— Start of PASSAGE TO READ —
- Born: 23 April 1910 Jagudan, British India
- Died: 12 March 1989 (aged 78) Ahmedabad, Gujarat, India
- Occupations: Stage actor, director, manager, playwright
- Father: Manilal

= Pransukh Nayak =

Indian theatre actor, director, manager and playwright (1910–1989)

Pransukh Manilal Nayak (23 April 1910 – 12 March 1989) was an Indian Gujarati theatre actor, director, manager, and playwright from Gujarat, India. Born into a family of traditional theatre actors, he joined theatre troupes at a young age and rose to fame for his comic roles and female impersonations. His performances as a woman from Banaras in Kumali Kali and as Jivram Bhatt in Mithyabhiman were acclaimed. During his long career, he worked with many theatre companies and gave 22,455 performances, earning a listing in the 1989 Guinness Book of Records.

== Early life ==
Pransukh Nayak was born on 23 April 1910 in a village called Jagudan, which is now in Mehsana district, Gujarat, to a family of traditional Bhavai actors. His father Manilal Mulchand was a popular Bhavai actor and the people of nearby villages flocked to see his performances in veshas (acts) of Ramapir and Chhelbatau. Pransukh had participated in one performance when he was around seven or eight years old. He studied two levels in a Gujarati school.
— End of PASSAGE TO READ —
— Start of PROVIDED RECORDS —
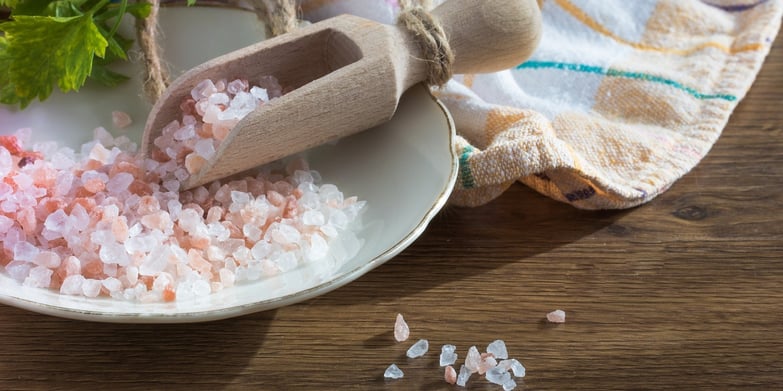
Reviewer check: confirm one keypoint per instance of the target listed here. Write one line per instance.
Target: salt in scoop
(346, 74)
— End of PROVIDED RECORDS —
— Start of PROVIDED RECORDS —
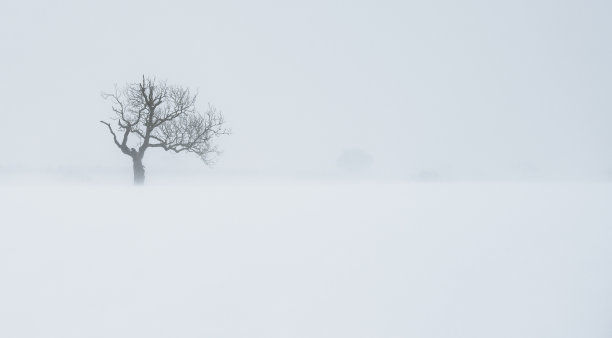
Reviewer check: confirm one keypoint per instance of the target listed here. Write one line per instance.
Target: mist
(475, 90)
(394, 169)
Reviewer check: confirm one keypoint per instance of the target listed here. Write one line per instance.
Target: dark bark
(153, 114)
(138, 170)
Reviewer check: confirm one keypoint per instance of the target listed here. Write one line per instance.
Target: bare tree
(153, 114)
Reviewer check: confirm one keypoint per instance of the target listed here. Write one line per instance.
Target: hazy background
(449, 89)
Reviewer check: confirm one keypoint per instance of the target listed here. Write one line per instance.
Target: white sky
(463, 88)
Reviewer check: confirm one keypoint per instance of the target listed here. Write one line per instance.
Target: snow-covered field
— End of PROVIDED RECORDS —
> TO BE DONE: Copy the Pransukh Nayak biography between "- Born: 23 April" and "and playwright (1910–1989)", inclusive, substituting "dramatist" for "playwright" each time it appears. Nothing in the data is needed here.

> EXERCISE OUTPUT:
- Born: 23 April 1910 Jagudan, British India
- Died: 12 March 1989 (aged 78) Ahmedabad, Gujarat, India
- Occupations: Stage actor, director, manager, dramatist
- Father: Manilal

= Pransukh Nayak =

Indian theatre actor, director, manager and dramatist (1910–1989)